▼

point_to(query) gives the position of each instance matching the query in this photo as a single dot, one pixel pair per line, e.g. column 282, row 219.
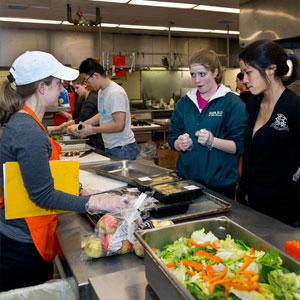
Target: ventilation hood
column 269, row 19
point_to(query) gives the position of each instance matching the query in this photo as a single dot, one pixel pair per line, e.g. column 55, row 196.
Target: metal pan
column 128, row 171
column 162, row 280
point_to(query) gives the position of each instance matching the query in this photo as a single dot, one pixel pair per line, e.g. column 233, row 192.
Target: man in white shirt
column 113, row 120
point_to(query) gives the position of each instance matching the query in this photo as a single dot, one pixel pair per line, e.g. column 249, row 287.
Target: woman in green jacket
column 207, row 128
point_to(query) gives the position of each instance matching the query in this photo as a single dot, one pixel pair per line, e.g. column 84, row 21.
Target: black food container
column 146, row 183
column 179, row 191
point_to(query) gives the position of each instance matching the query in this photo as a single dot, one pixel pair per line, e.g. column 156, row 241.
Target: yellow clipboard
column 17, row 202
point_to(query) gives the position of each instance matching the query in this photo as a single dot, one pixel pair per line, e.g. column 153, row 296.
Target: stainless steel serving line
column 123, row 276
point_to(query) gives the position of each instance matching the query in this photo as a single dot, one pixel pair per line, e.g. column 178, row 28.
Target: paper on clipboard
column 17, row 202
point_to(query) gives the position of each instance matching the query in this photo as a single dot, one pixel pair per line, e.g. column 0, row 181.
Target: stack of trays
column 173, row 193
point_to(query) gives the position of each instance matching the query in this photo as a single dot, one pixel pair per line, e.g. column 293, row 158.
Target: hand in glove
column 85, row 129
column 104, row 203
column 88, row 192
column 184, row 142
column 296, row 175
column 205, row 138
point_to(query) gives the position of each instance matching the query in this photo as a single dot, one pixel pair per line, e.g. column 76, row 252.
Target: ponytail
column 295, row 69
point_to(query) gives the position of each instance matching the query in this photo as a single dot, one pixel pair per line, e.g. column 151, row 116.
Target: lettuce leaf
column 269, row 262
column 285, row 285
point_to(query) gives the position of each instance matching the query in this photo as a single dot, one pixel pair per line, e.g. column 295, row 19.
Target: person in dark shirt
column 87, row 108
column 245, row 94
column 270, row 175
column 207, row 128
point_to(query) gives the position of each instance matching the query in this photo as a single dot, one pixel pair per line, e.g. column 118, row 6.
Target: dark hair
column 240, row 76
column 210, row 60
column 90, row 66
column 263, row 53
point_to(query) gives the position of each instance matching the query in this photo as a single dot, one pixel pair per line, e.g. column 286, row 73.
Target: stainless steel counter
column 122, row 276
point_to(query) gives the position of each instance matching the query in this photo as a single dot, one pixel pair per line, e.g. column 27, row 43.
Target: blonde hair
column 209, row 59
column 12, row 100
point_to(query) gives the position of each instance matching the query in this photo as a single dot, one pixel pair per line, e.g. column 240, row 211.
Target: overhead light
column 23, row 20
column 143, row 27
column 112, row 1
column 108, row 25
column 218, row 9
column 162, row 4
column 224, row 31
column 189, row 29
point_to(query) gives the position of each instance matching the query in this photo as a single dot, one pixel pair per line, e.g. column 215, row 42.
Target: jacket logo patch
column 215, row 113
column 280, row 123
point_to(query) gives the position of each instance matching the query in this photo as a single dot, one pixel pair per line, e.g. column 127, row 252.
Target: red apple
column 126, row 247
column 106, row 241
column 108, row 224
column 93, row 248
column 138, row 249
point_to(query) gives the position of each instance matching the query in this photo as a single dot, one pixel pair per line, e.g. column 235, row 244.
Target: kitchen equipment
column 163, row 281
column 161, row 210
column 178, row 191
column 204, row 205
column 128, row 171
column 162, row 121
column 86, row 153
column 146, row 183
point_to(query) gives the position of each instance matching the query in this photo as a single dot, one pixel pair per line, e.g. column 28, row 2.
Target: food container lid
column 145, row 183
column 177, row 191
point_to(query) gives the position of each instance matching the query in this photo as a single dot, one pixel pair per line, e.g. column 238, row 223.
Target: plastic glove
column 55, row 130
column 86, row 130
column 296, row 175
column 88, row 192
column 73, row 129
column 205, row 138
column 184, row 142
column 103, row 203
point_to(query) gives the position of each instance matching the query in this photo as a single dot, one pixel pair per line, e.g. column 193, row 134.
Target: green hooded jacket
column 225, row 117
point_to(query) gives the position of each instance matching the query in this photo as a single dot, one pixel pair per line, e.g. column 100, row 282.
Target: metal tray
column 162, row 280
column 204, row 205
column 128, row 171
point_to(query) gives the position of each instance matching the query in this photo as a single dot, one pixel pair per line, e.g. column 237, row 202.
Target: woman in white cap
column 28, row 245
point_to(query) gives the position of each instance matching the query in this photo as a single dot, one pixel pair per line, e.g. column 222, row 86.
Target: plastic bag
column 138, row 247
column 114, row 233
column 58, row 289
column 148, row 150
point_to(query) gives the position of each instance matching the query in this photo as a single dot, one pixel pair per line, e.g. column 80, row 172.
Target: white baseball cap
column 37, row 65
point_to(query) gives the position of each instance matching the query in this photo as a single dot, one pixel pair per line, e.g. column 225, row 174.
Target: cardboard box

▲

◆ **Task instructions**
Return every line above word for word, leaving the pictures out.

◆ **The completed task**
point_to(query) gives the position of each instance matching the query in this photo as a single dot, one pixel pair per line, e.g. column 282, row 219.
Target: ventilation hood
column 269, row 19
point_to(query) gives the position of each instance matching the query in this photo as a single dot, one pixel pair per line, e.g. column 55, row 196.
Target: metal pan
column 128, row 171
column 162, row 280
point_to(query) gives the position of each instance matching the query in this photo as a single dot, one pixel pair per line, e.g. column 233, row 192.
Target: man in white shirt
column 113, row 120
point_to(query) gives the position of each instance matching the query in this photo as a single dot, one pixel pair per line, e.g. column 249, row 287.
Target: woman in green jacket
column 207, row 128
point_to(query) gives the position of each instance matching the query in this photo as a single dot, one pixel pair per line, e.g. column 84, row 21.
Target: black food container
column 146, row 183
column 179, row 191
point_to(query) gives the position of each instance matching the query in this photo as a single dot, one pixel pair per line, e.g. column 156, row 241.
Target: yellow clipboard
column 17, row 202
point_to(query) gives the position of each instance matching the query in this photo as a single dot, one pixel pair per line, e.g. column 153, row 296.
Target: stainless steel serving line
column 123, row 276
point_to(query) gives the position of each instance matching the query in this photo as a single dot, one pixel pair per line, e.g. column 178, row 28.
Target: paper on clipboard
column 17, row 202
point_to(query) gives the position of each instance matching the query in this photo as a single dot, one pixel pair per line, e.g. column 0, row 181.
Target: stack of trays
column 173, row 193
point_to(query) gives the position of each instance matching the query in this photo as a single dot, one pixel pair per line, e.g. column 293, row 158.
Target: hand in glove
column 85, row 129
column 104, row 203
column 88, row 192
column 184, row 142
column 296, row 175
column 205, row 138
point_to(query) gives the position of each instance matching the query in this photo as a single dot, one pixel pair per line, e.g. column 76, row 252.
Target: ponytail
column 295, row 69
point_to(query) gives the position of each instance matching the query in this photo as a single dot, one pixel pair per line, e.g. column 151, row 116.
Target: lettuce leaf
column 269, row 262
column 285, row 285
point_to(query) gives the position of each instance matching the query in this photo as a single dot, one pixel pair per line, e.g. column 295, row 19.
Target: person in dark shirt
column 87, row 108
column 245, row 94
column 270, row 175
column 207, row 128
point_to(query) gives the position of each instance matching the query in this photo as a single dot, one pixel pair per line, e.g. column 118, row 6.
Target: dark hair
column 240, row 76
column 210, row 60
column 90, row 66
column 263, row 53
point_to(query) gives the position of each instance matching the query in this photo as a single dot, one pixel pair per line, e.g. column 286, row 73.
Target: stainless steel counter
column 122, row 276
point_to(query) gives the position of each instance matching the query in this photo as a single dot, one pixel pair per line, e.g. column 27, row 43.
Target: blonde hair
column 209, row 59
column 12, row 100
point_to(query) gives the position of each instance matching the query in this photo as a single dot, one pixel pair per line, e.g. column 240, row 211.
Target: overhead light
column 23, row 20
column 143, row 27
column 112, row 1
column 108, row 25
column 218, row 9
column 162, row 4
column 224, row 31
column 189, row 29
point_to(query) gives the position of each instance matching the query in this photo as a single dot, one pixel pair per line, e.g. column 215, row 42.
Target: jacket logo patch
column 215, row 113
column 280, row 123
point_to(query) gives the position of each instance matching the query in this photo as a single dot, one pixel pair per line, e.g. column 127, row 252.
Target: red apple
column 126, row 247
column 106, row 241
column 108, row 224
column 93, row 248
column 138, row 249
point_to(query) gives the position of each instance matching the query in this photo as a single dot, one pixel pair per line, e.g. column 235, row 244.
Target: kitchen equipment
column 163, row 281
column 161, row 210
column 178, row 191
column 204, row 205
column 128, row 171
column 162, row 121
column 86, row 153
column 146, row 183
point_to(query) gives the position of each instance matching the query in this photo as a single dot, one pixel pair per line, e.g. column 28, row 2.
Target: food container lid
column 145, row 183
column 177, row 191
point_to(query) gives the position of each instance matching the query in this photo as a single dot, one pixel pair per line, e.g. column 238, row 223.
Target: plastic glove
column 55, row 130
column 86, row 130
column 296, row 175
column 88, row 192
column 73, row 129
column 205, row 138
column 184, row 142
column 103, row 203
point_to(query) gives the position of each instance matching the query in this photo as a single dot, one pixel pair per line, e.g. column 193, row 134.
Target: green hooded jacket
column 225, row 117
point_to(query) gives the position of each instance matching the query in this photo as a single dot, one pixel pair per line, e.g. column 100, row 282.
Target: metal tray
column 162, row 280
column 204, row 205
column 128, row 171
point_to(query) gives the position of each instance matching the query in this photo as a single dot, one pixel pair per line, e.g. column 237, row 202.
Target: woman in white cap
column 28, row 245
point_to(query) gives the position of each instance matching the query in this photo as a single dot, one pixel pair per line, e.g. column 222, row 86.
Target: plastic bag
column 138, row 247
column 114, row 233
column 58, row 289
column 148, row 150
point_to(query) gives the position of each instance matching the query in this photo as a single dot, one pixel pair per line, e.g. column 80, row 172.
Target: white baseball cap
column 37, row 65
point_to(query) gives the position of each instance matching the query in this photo as a single dot, one pixel pair per line, e.g. column 225, row 174.
Target: cardboard box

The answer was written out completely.